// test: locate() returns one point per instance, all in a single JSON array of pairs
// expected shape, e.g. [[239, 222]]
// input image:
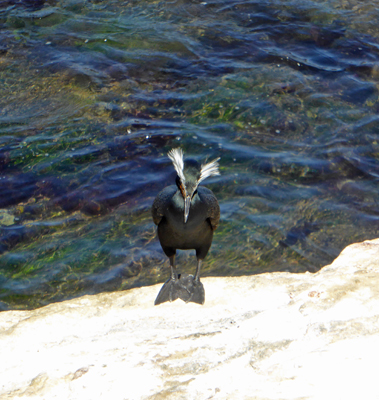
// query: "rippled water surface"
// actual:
[[94, 93]]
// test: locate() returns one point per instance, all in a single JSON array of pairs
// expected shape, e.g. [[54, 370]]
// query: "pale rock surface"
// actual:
[[269, 336]]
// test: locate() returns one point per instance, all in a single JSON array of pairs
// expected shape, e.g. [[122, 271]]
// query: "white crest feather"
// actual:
[[176, 156], [210, 169]]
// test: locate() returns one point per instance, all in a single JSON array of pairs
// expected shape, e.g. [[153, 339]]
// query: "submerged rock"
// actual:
[[269, 336]]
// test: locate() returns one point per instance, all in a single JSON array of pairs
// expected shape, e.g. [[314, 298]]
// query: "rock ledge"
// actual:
[[269, 336]]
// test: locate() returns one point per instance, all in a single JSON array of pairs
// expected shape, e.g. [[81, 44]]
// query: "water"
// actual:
[[94, 93]]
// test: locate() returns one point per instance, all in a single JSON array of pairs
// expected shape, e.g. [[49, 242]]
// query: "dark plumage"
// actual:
[[186, 215]]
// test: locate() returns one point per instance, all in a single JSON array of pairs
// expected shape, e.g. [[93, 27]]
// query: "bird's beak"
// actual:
[[187, 204]]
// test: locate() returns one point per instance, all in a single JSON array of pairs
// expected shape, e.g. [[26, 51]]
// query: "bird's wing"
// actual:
[[213, 207], [161, 203]]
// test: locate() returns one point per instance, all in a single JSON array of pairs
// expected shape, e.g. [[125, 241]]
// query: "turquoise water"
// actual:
[[94, 93]]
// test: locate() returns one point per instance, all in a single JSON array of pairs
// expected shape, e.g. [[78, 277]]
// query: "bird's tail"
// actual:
[[184, 287]]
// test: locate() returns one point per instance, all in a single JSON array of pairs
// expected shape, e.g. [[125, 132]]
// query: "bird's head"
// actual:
[[189, 174]]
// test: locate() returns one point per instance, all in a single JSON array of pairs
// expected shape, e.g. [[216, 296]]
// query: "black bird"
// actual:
[[187, 215]]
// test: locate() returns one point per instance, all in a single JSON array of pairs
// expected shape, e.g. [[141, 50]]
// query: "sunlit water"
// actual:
[[94, 93]]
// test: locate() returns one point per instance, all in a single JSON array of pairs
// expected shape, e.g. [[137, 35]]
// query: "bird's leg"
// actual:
[[173, 268], [169, 291], [192, 290], [196, 278]]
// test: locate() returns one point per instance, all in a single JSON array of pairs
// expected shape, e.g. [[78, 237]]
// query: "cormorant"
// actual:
[[187, 215]]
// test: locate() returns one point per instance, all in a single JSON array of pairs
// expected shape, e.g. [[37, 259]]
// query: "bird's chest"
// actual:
[[197, 218]]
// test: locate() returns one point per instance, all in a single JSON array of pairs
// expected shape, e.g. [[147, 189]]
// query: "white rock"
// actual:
[[269, 336]]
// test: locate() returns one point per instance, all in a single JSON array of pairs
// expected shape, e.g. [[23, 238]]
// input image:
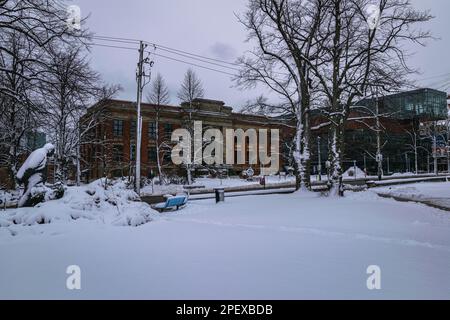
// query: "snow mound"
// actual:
[[117, 205]]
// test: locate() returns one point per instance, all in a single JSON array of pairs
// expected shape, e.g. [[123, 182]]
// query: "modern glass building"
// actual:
[[423, 104], [402, 116]]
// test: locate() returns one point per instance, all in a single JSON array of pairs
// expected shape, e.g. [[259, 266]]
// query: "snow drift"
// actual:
[[117, 205]]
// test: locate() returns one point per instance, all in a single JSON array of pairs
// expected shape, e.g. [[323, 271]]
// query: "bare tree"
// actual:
[[159, 96], [19, 114], [40, 22], [191, 87], [71, 87], [285, 33], [361, 51]]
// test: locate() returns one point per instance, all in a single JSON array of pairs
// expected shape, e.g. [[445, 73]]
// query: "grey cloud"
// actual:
[[223, 51]]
■ ■ ■ ■ ■ ■ ■
» The problem
Repeat verbatim all the material, but not the pictures.

» Written response
// test: locate() returns one point per instance, all in a single JSON array of pairs
// expected shape, e.g. [[239, 222]]
// input image:
// query: "rippled water surface"
// actual:
[[94, 93]]
// test: locate() returns one point per instance, all in a single JSON array of pairs
// expected shape, e.g. [[54, 370]]
// query: "pale rock surface"
// actual:
[[269, 336]]
// test: locate() returns one point per instance, all in a single JSON array of pairs
// expected shape, e.g. [[122, 271]]
// query: "white crest feather"
// actual:
[[176, 156], [210, 169]]
// test: locate() returns one point per instance, all in a single JSON array of pairs
// expected shape, e.g. [[153, 339]]
// query: "submerged rock"
// actual:
[[269, 336]]
// test: locate() returns one point per instance, all in a single JSON array of pairs
// expected shape, e.g. [[314, 298]]
// query: "rock ledge"
// actual:
[[269, 336]]
// test: locate() returns one point per instance, all in a single JSON array of pairs
// expected shape, e.g. [[81, 44]]
// query: "water"
// actual:
[[94, 93]]
// test: locate() returns one point per instance, all in a single JSON array of pairs
// expected shape, e.g. [[49, 242]]
// query: "dark plumage"
// actual:
[[186, 215]]
// test: locate() returns one point per instance, all in a single JSON array of pairs
// expected shape, e.g. [[93, 27]]
// query: "bird's beak"
// actual:
[[187, 204]]
// test: locate() returns one point per instance, all in a single JSON array of pairs
// expected shape, e.g. [[26, 51]]
// query: "bird's wing"
// actual:
[[213, 207], [161, 203]]
// test: locate() returns one point per instance, all in a single JSON array of pairs
// expected shape, e.g. [[125, 241]]
// query: "turquoise water"
// actual:
[[94, 93]]
// test: locate() returns one point per instance, all in a single JSON array of pairs
// expected shape, e.g. [[78, 277]]
// query: "bird's tail"
// actual:
[[184, 287]]
// test: locate() returns one point per instance, all in a single JSON array of pairs
// expected shape, e.g. [[125, 132]]
// query: "bird's head"
// actual:
[[189, 174]]
// test: locate() returns one point per instance, all in a single JSON array of pairs
// expected shape, e.g. [[216, 296]]
// query: "black bird"
// actual:
[[187, 215]]
// test: locate() returns one point per instance, all in a single JSON array of pairs
// expected shape, e.g. [[141, 50]]
// query: "sunlit water"
// actual:
[[94, 93]]
// test: locate() returns one point per instance, all in a single JSON array of pairs
// expected shape, e.g. [[137, 35]]
// query: "bird's leg"
// actual:
[[173, 268], [169, 291], [192, 290], [196, 278]]
// test: locate() returns one point per instance, all in a single JSON array of pairs
// expected shape, e.g. [[78, 237]]
// query: "cormorant"
// actual:
[[187, 215]]
// test: locate() returns one point per instance, all in a single JSON array of pairs
// expected shape, e.g. [[37, 259]]
// query: "bird's chest"
// actual:
[[197, 218]]
// test: locate() returns one point per instance, all in a single JSON array of pairs
// expected shape, e.g. [[147, 189]]
// query: "white rock"
// actual:
[[269, 336]]
// test: locate() returns one point per instance, all in a single JSON array of pairs
// expected shape, e.g. [[23, 238]]
// input image:
// query: "snow mound"
// actual:
[[117, 205]]
// test: locate() returns one point per instance, all in a single JSON array of pairs
// expected shape, e.g. [[123, 182]]
// query: "modern glass building"
// actual:
[[423, 104], [402, 116]]
// test: locate() returns one point per instance, all in a single JSON array of pairs
// expected shape, e.g. [[259, 266]]
// query: "snow drift"
// actual:
[[117, 205]]
// test: locate() returns one point per instance, all in a single JSON array of pairs
// expected shape, e.g. [[323, 271]]
// query: "bare tree"
// actual:
[[159, 96], [19, 114], [40, 22], [191, 87], [71, 87], [285, 33], [361, 51]]
// test: locate() returns one point per instance, all in a single JSON array of pairs
// expected shape, e.g. [[445, 73]]
// query: "grey cloud"
// actual:
[[223, 51]]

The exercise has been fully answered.